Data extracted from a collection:
────────
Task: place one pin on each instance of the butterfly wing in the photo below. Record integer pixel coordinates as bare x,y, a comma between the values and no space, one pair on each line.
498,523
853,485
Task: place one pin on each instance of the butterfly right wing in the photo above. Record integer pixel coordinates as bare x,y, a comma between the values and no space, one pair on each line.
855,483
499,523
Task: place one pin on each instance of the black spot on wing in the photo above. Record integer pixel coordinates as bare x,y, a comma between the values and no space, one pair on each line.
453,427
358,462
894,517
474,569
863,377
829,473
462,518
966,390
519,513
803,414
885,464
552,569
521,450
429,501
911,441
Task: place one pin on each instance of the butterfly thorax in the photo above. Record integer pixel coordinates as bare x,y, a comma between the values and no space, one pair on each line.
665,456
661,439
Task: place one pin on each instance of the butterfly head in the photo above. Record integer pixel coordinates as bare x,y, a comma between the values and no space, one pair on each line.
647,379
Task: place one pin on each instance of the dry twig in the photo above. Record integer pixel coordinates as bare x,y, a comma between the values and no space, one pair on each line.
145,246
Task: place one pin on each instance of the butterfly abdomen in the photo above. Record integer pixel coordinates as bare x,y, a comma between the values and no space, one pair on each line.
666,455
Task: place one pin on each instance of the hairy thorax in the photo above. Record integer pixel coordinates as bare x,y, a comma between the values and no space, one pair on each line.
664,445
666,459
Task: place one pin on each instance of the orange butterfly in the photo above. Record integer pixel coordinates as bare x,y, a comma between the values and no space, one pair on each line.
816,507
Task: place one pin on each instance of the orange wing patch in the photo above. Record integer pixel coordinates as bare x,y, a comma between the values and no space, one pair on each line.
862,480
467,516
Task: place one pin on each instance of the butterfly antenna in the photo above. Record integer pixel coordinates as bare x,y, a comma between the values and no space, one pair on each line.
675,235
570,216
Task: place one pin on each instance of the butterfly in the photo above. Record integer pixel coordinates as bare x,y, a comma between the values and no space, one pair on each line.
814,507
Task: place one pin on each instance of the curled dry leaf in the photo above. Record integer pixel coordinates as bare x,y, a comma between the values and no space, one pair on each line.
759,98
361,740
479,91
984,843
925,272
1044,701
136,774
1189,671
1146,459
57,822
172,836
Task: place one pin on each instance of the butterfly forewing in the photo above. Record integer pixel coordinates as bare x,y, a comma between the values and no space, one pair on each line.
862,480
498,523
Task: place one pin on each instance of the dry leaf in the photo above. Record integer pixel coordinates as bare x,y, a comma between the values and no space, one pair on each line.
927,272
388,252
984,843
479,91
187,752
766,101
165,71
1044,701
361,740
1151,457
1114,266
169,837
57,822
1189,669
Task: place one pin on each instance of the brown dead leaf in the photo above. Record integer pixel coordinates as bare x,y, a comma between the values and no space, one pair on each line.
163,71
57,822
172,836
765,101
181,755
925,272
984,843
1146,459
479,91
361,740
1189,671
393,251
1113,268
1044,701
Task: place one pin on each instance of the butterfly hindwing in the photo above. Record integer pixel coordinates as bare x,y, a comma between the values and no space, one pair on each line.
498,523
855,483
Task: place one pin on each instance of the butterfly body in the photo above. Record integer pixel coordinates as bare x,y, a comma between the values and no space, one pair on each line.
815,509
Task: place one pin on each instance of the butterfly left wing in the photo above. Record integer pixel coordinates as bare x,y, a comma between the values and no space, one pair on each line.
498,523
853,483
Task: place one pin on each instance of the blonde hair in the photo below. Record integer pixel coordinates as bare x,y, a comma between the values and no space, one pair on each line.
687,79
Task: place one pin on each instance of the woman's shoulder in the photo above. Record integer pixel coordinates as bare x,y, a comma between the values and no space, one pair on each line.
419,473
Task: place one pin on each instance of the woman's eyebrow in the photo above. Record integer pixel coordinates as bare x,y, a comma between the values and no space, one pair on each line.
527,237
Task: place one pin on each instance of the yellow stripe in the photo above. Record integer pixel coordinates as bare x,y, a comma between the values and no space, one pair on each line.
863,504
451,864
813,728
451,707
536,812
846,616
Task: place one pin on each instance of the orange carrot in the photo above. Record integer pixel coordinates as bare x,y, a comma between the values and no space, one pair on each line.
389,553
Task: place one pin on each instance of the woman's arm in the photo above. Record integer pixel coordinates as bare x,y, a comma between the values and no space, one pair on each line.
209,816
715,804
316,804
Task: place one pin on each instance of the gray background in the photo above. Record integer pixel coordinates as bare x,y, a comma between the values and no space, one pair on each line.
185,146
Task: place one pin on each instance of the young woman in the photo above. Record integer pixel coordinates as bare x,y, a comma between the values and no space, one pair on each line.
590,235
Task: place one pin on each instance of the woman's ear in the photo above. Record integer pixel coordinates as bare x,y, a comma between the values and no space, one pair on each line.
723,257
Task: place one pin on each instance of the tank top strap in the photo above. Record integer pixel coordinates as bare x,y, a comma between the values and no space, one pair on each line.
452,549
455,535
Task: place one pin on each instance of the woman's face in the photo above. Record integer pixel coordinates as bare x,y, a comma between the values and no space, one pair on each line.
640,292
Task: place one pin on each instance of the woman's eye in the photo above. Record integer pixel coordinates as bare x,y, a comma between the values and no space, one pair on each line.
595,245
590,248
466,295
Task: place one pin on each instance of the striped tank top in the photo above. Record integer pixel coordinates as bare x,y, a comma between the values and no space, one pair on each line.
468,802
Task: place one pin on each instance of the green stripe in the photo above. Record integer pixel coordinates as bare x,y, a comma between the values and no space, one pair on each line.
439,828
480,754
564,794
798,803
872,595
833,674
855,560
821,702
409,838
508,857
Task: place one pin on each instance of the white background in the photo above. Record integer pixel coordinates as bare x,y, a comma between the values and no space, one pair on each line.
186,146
────────
The records above are to be restated word for word, in full.

* Exercise answer
Task: place one pin on each instance of the butterfly wing in the photo below. Record integer pixel coordinates as bare x,y, a comma between the values and no space, one pair on each line.
498,523
853,485
Task: place one pin on each instance of the butterfly right wing in the photo above. Record integer pixel coordinates as bare x,y, a comma between the values and no space, one pair on each line.
855,483
499,523
Task: place one pin on each instance of the black spot on wing in the photo above. Record integer pixel coordinates as bare x,y, a comma between the values and no space, one pair on each line.
453,427
358,462
894,517
474,569
863,377
829,473
462,518
966,390
519,513
803,414
885,464
552,569
521,450
429,501
911,441
Task: place one pin on each instance of the butterfly thorax in the photo above. Record integer pixel coordinates as bare x,y, a comma between the values and no space, one pair on each line.
665,456
661,439
Task: place one pin on each instance of the butterfly head in the photo above. Record integer pixel coordinates as bare x,y, a comma between the values and no space, one pair on each line.
647,379
Task: place one pin on each instance of the dry twig in the photo above. Record integer pixel coordinates as bare x,y, a comma between the values and no space, one pair on each line.
145,246
Task: place one pin on each instance of the butterfly abdomen in the photo above. Record integer pixel coordinates as bare x,y, a comma between the values and no space, one pair on each line.
666,455
Task: place one pin on each instance of the hairy thorax in the photo above. Record integer pixel coordinates as bare x,y, a comma between the values and no space, one pair on each line.
664,445
666,459
Task: place one pin on each instance of the orange butterfly in the photo above. Record integer pixel coordinates as bare x,y, a comma between the values and no space, one pair on each line.
816,507
Task: place one pin on each instance of the orange wing patch in the photo above. Record integer pixel coordinates as bare x,y, a comma between the values and no space, one pair on each line.
862,480
467,516
Task: place one pin on each instance of the butterfly antenna in the photo above. Record integer pixel coordinates as bare x,y, a comma between the values and no space, one pair on each line.
675,235
570,216
Task: place one pin on each instance of the butterfly in the photo above. Record integer pixel coordinates as bare x,y, a comma between the values and no space, one pair on each line.
814,507
Task: place one pin on each instance of the curled dry leaf in the photo above. Record integer pixel coordinates as bare x,y, a comma between the values and no space, one pair on each line.
759,98
361,740
479,91
984,843
925,272
1044,701
136,774
1189,671
1146,459
57,822
172,836
Task: place one pin on each instance of the butterfly forewing in the photo above. Record integer pixel coordinates as bare x,y, a comma between the values and no space, one pair on each line.
862,480
498,523
Task: place one pin on each instance of the dry leaf in the photo above. Record integer pixel coordinates as bare x,y, a comma between the values and no space, one pair on each line.
927,272
388,252
984,843
479,91
187,752
766,101
165,71
1044,701
361,740
1151,457
1114,266
169,837
57,822
1189,669
Task: place one pin on each instance of the brown dead leaf in the photo above. Record integer pixel coordinates as bare x,y, a comma between the values and no space, one pair on each line.
163,71
57,822
172,836
765,101
181,755
925,272
984,843
1146,459
479,91
361,740
1189,671
393,251
1113,268
1044,701
Task: place one pin on each instance of the butterfly hindwing in the photo above. Record integer pixel coordinates as bare x,y, a comma between the values and no space, one pair on each line.
498,523
855,483
Task: place one pin on each instance of the butterfly body in the photo above. Record integer pixel coordinates as bare x,y, a comma between the values and no space, one pair on each line.
815,509
Task: place one pin on each instance of the butterfly left wing in the photo above. Record integer pixel coordinates as bare x,y, a comma between the values and no space, one pair on each line.
498,523
853,483
Task: place one pin on each instance of the blonde hair in the photo below. Record integer pixel coordinates as bare x,y, a comma between the values and no space, one pair on each line.
687,79
Task: place one pin on each instance of the woman's shoulder in the photo above. Record integer pixel coordinates as bare x,y, a comma between the values and no space, one pair on each line.
419,473
Task: place one pin on each instance of the woman's eyebrow in the photo above. Record integer pixel coordinates as bare x,y, a comma between the values and no space, one pair on each line.
527,237
Task: place one pin on each instance of the yellow stripe in the photo above. Record integer pixel coordinates as bare x,y, a comma between the values and no space, one pair on each line.
863,504
451,864
813,728
451,707
536,812
846,616
Task: place one pin on each instance of the orange carrot in the photo above. Record integer pixel coordinates as bare x,y, a comma between the values and no space, one pair on each line.
389,553
Task: place one pin on each instance of the woman's arm in the photo above. Record integer pixel coordinates as bare x,y, a comma between the values and no space, one pair on each line.
209,816
715,804
316,804
Task: place one pin on each instance of the gray background in the photo above. Record integer pixel coordinates as bare x,y, a comma between the values and no space, one pair on each line.
185,146
Task: place one pin on each instance of the young woman in the photo above. Record integer pixel coordinates as bare x,y, a comma between the values and no space, one pair on each line.
590,235
Task: place one pin on each instance of the woman's ear in the photo above. Record integer pixel coordinates as bare x,y, a comma between the values and no space, one pair on each line.
723,257
Task: place one pin on each instance of the tank top strap in the photo above. Record integer pixel coordinates as bare x,y, a comma between the values and no space, one pair on each line.
452,549
455,535
Task: place one pin on each instance of the woman's face in the photo above. Record integer pixel coordinates as bare x,y, a comma between the values and no space, one pair on each line.
640,292
Task: place one pin on each instance of the woman's eye in the photo above. Record integer pixel coordinates as bare x,y, a comma between the values and no space, one pair on each line.
595,245
590,248
466,295
Task: place one pin on each instance of the striped tank top in the photo above. Record integer pixel coordinates as bare x,y, a comma between the values and no space, one pair on each line.
468,802
Task: place one pin on each instance of the green stripe in the photo above. Record integer pixel coordinates as bare x,y, a comma between the values and no space, one pair on each line.
439,828
480,754
564,794
798,803
872,595
833,674
855,560
821,702
409,838
508,857
Task: place one pin on each instance of the white background in the photo above. Record integer pixel coordinates as bare x,y, a comma between the values and no space, one pair on each line.
186,146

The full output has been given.